The stay application was granted at first instance, but the appeal against the order was allowed by Andrew Ang J (“Ang J”), see Transocean Offshore International Ventures Ltd v Burgundy Global Exploration Corp, [2010] 2 SLR 821. Ang J held that Art 25.1 of the Drilling Contract did not apply to claims arising from Burgundy’s failure to pay the escrow amount into the escrow account. Rather, the Escrow Agreement was governed by the non-exclusive Singapore court jurisdiction clause. Ang J’s decision was affirmed by the Singapore Court of Appeal.
Subsequently, Transocean applied for summary judgment against Burgundy and this was granted by the learned Assistant Registrar Teo Guan Siew on 7 October 2010. That decision was upheld on appeal by the Honourable Justice Quentin Loh.
On 23 April 2012, Transocean was awarded damages amounting to US$105,536,922 plus interest, being the net profit that Transocean would have earned under the Drilling Contract plus the cost of mitigation reasonably incurred by Transocean. Burgundy appealed against that award for damages. However, its appeal was dismissed by the Singapore High Court in Transocean Offshore International Ventures Ltd v Burgundy Global Exploration Corp [2013] 3 SLR 1017.
In coming to its decision, the Singapore High Court rejected Burgundy’s argument that Transocean’s claim for damages (profits under the Drilling Contract) fell within the scope of the arbitration agreement in the Drilling Contract. The Court reached the decision on the basis that the Drilling Contract was not itself the source of the parties’ rights and obligations giving rise to Transocean’s claim. Rather, the High Court thought that the Drilling Contract was only a point of reference for ascertaining the financial consequences of Burgundy’s breach of the Escrow Agreement.

Stored rows:
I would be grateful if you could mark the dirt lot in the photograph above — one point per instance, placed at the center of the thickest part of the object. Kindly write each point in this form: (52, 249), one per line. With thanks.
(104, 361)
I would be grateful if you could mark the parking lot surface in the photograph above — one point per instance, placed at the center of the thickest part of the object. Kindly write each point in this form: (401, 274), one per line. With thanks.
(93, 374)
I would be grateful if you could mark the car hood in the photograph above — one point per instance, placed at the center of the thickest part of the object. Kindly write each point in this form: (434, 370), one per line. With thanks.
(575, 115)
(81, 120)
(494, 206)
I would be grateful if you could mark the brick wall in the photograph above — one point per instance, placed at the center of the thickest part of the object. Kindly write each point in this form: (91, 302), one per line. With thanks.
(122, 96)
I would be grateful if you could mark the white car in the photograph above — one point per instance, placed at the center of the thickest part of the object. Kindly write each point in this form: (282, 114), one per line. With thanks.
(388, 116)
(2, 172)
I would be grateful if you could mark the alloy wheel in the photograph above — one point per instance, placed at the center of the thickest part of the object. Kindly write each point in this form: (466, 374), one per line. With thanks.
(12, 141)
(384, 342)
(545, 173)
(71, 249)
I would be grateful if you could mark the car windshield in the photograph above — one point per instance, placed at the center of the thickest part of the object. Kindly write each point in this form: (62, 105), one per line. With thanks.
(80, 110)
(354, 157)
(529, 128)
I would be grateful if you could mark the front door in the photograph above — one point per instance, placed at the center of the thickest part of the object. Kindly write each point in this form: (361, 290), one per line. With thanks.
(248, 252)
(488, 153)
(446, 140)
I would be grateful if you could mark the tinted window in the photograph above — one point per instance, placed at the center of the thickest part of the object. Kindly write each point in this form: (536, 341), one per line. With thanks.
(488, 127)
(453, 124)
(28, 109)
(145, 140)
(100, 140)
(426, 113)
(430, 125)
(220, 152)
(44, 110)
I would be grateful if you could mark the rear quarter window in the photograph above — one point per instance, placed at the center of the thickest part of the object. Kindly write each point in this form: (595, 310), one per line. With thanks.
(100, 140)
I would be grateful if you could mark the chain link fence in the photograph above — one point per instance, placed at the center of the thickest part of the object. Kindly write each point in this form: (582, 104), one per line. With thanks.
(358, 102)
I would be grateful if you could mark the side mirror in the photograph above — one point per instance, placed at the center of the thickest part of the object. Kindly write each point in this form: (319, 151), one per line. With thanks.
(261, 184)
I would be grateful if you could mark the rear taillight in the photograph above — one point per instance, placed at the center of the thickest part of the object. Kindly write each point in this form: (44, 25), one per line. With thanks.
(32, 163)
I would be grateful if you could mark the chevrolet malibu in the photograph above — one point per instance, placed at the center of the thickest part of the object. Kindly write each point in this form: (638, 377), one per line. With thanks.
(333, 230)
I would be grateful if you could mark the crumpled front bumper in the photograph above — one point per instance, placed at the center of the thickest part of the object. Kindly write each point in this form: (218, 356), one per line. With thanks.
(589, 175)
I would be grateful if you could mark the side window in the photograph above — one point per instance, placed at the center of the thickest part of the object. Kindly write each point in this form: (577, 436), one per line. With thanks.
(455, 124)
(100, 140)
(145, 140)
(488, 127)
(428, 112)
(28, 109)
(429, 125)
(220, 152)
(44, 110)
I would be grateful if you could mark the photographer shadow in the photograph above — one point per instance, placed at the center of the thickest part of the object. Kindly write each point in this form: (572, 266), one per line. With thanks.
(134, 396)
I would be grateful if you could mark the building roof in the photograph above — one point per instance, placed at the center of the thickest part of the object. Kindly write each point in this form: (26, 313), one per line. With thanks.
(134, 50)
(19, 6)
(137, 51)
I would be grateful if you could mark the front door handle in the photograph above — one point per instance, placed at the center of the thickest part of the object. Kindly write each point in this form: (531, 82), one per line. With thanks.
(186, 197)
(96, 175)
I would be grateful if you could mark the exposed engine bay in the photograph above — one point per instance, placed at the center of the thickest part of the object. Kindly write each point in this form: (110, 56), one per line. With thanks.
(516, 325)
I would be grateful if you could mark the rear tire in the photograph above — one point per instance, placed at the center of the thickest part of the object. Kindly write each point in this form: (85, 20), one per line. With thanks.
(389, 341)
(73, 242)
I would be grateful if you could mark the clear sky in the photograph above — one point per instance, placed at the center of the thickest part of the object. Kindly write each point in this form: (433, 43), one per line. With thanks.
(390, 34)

Exercise instructions:
1. Answer these questions from the account of the Transocean and Burgundy litigation:
(a) Who granted Transocean's application for summary judgment, and on what date?
(b) What amount of damages was Transocean awarded on 23 April 2012?
(c) According to Ang J, which clause governed the Escrow Agreement?
2. Carry the account of the Transocean and Burgundy litigation forward, picking up right after its final sentence.

Results for each task:
1.
(a) Assistant Registrar Teo Guan Siew, on 7 October 2010.
(b) US$105,536,922 plus interest.
(c) The non-exclusive Singapore court jurisdiction clause.

2.
The Parties’ arguments on appeal
On appeal, Burgundy submitted that insofar as Transocean was claiming losses arising from the termination of the Drilling Contract, such a claim gave rise to a dispute under the Drilling Contract and therefore was subject to arbitration pursuant to Art 25.1 of that agreement.
Transocean argued that the question of whether it could claim its losses under the Drilling Contract in these proceedings was res judicata as Burgundy’s application for a stay of proceedings in favour of arbitration had already been finally dismissed by the Court of Appeal. Transocean further argued that the assessment of damages was a factual quantification of the losses caused by Burgundy’s breach of the Escrow Agreement and was distinct from a determination of substantive liability under the Drilling Contract.
Court of Appeal’s Decision
Threshold Question – no res judicata
Transocean submitted that an issue estoppel arose in this case because the damages issue had already been litigated and decided during the stay proceedings, and therefore Burgundy was estopped from raising the damages issue at the assessment of damage stage.
The Court of Appeal disagreed. Since the damages issue had not been decided on its merit, nor had it been necessary for it to be decided in the courts below, the matter was not res judicata.
Could Transocean recover its loss of profits under the Drilling Contract in a claim for breach of the Escrow Agreement?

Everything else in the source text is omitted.